┌─ Provided records

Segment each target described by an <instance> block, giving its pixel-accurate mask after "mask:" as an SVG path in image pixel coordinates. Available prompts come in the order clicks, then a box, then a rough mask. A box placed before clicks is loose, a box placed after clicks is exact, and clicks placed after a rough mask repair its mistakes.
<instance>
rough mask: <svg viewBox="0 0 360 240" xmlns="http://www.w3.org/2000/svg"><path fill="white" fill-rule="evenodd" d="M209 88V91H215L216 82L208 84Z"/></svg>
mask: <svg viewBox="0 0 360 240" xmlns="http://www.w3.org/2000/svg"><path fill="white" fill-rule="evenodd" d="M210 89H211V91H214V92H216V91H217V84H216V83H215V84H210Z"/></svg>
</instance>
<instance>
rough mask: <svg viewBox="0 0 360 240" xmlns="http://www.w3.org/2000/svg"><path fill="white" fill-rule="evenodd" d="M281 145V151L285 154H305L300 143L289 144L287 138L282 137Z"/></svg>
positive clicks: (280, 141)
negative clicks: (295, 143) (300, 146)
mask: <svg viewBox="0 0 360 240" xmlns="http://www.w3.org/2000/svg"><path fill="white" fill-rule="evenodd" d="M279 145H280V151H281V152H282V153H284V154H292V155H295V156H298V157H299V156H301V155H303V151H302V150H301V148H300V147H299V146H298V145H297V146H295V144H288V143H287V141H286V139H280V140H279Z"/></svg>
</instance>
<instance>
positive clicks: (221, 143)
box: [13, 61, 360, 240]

└─

**Task:**
Your answer should consist of every record, printed exactly as given.

**Expected answer:**
Segment each target described by an <instance> block, giving its pixel-accurate mask after "mask:" as an SVG path in image pixel coordinates. Available prompts come in the order clicks, then a box, then a rough mask. A box placed before clicks is loose, a box placed after clicks is exact, and clicks placed after a rough mask repair its mistakes.
<instance>
rough mask: <svg viewBox="0 0 360 240" xmlns="http://www.w3.org/2000/svg"><path fill="white" fill-rule="evenodd" d="M209 88V91H215L216 82L208 84Z"/></svg>
mask: <svg viewBox="0 0 360 240" xmlns="http://www.w3.org/2000/svg"><path fill="white" fill-rule="evenodd" d="M210 89H211V91H214V92H216V91H217V84H216V83H215V84H210Z"/></svg>
</instance>
<instance>
rough mask: <svg viewBox="0 0 360 240" xmlns="http://www.w3.org/2000/svg"><path fill="white" fill-rule="evenodd" d="M281 145V151L285 154H305L300 143L289 144L287 138L282 137Z"/></svg>
positive clicks: (280, 141)
negative clicks: (295, 143) (300, 146)
mask: <svg viewBox="0 0 360 240" xmlns="http://www.w3.org/2000/svg"><path fill="white" fill-rule="evenodd" d="M279 145H280V151H281V152H282V153H284V154H292V155H295V156H298V157H299V156H301V155H303V151H302V150H301V148H300V147H299V146H298V145H297V146H295V144H288V143H287V141H286V139H280V140H279Z"/></svg>
</instance>
<instance>
positive clicks: (221, 143)
box: [13, 61, 360, 240]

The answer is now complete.